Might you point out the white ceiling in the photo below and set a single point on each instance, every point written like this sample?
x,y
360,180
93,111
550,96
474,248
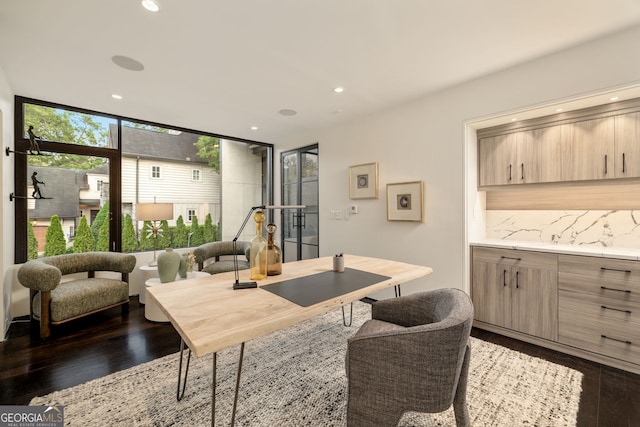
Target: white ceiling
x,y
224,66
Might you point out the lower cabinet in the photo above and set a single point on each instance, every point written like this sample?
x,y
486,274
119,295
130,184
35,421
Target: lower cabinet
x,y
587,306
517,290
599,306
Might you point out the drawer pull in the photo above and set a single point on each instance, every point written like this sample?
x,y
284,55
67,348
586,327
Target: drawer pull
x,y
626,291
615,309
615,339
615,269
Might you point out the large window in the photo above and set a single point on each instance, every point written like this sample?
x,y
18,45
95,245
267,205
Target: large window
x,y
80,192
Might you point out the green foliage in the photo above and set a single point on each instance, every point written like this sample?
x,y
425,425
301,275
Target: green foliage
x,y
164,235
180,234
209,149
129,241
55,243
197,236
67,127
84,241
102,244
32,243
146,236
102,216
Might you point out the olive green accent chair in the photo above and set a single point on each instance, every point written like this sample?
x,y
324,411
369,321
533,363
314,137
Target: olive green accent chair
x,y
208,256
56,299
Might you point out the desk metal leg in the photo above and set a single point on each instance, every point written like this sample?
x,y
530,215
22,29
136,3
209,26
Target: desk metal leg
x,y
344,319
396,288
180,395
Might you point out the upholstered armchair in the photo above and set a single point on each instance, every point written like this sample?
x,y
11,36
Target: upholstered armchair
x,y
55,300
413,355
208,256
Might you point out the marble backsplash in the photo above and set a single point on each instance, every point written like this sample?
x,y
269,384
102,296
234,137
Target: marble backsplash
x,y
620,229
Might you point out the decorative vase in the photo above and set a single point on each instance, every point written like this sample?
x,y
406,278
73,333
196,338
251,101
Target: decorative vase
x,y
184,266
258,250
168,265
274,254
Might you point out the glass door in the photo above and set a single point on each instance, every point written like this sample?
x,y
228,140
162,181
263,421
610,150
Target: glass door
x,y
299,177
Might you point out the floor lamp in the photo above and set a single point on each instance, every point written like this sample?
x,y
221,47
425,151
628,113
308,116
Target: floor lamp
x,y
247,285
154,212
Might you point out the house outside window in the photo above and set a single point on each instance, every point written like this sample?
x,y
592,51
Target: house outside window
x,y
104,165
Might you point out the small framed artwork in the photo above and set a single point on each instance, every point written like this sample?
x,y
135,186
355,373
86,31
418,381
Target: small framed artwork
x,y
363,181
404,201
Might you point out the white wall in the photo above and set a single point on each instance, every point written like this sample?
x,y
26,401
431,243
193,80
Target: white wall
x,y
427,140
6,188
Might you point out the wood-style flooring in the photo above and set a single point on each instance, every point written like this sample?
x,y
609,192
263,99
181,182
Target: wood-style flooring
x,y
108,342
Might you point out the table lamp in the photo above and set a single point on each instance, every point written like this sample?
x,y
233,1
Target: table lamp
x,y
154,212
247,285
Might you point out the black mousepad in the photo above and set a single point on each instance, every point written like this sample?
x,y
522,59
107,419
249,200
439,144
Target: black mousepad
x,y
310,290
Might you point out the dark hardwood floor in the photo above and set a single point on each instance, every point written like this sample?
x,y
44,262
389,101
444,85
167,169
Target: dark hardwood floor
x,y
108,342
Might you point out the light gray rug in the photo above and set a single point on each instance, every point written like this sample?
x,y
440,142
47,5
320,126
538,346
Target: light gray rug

________________________

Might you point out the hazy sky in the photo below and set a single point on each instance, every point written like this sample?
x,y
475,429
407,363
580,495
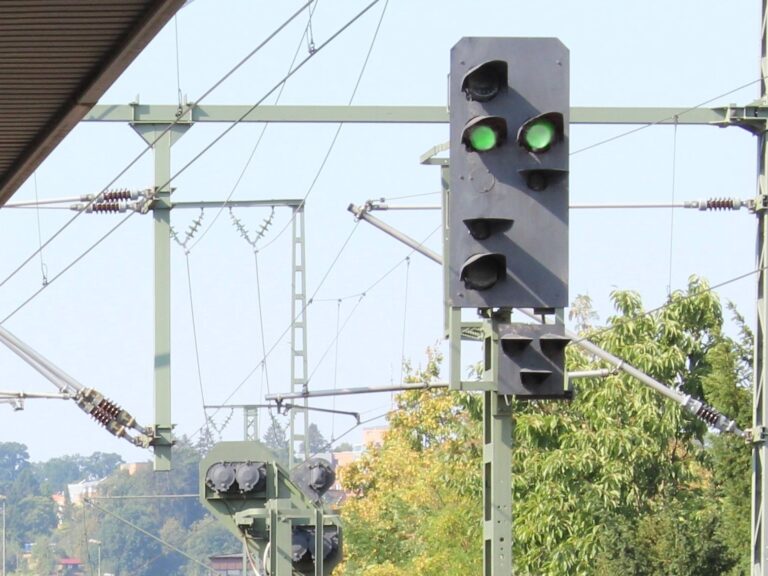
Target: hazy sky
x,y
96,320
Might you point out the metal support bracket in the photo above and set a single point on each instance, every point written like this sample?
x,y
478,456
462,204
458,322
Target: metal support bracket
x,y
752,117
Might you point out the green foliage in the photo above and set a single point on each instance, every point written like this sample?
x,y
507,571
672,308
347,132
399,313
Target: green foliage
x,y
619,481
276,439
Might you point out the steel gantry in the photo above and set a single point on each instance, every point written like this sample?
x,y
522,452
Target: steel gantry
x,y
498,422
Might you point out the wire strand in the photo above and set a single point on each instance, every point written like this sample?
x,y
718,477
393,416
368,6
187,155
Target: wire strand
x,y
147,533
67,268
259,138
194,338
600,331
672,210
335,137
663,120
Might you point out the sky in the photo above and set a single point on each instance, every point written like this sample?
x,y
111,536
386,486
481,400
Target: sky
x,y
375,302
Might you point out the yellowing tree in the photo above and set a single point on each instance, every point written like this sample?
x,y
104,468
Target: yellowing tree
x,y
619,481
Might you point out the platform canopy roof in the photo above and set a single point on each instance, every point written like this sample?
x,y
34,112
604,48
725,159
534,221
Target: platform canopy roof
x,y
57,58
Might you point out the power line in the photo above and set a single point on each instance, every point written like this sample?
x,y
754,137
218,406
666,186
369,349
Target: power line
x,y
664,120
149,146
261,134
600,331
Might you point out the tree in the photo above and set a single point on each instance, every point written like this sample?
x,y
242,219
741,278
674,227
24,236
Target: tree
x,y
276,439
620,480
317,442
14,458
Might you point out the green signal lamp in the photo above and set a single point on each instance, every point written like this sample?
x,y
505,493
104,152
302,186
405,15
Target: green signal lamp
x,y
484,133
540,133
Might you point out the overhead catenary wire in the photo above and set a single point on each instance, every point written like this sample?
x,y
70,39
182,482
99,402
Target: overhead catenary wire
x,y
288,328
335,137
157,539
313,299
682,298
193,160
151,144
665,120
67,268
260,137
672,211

________________________

## Zu erledigende Aufgabe
Suche in den Datensätzen oben jede Zeile, die die Zeichenfolge „accent“ enthält, und schreibe jede dieser Zeilen unverändert ab.

## Antwort zur Aufgabe
Might you point out the olive green accent chair in the photo above and set a single point on each instance, every point written like this sample?
Target: olive green accent chair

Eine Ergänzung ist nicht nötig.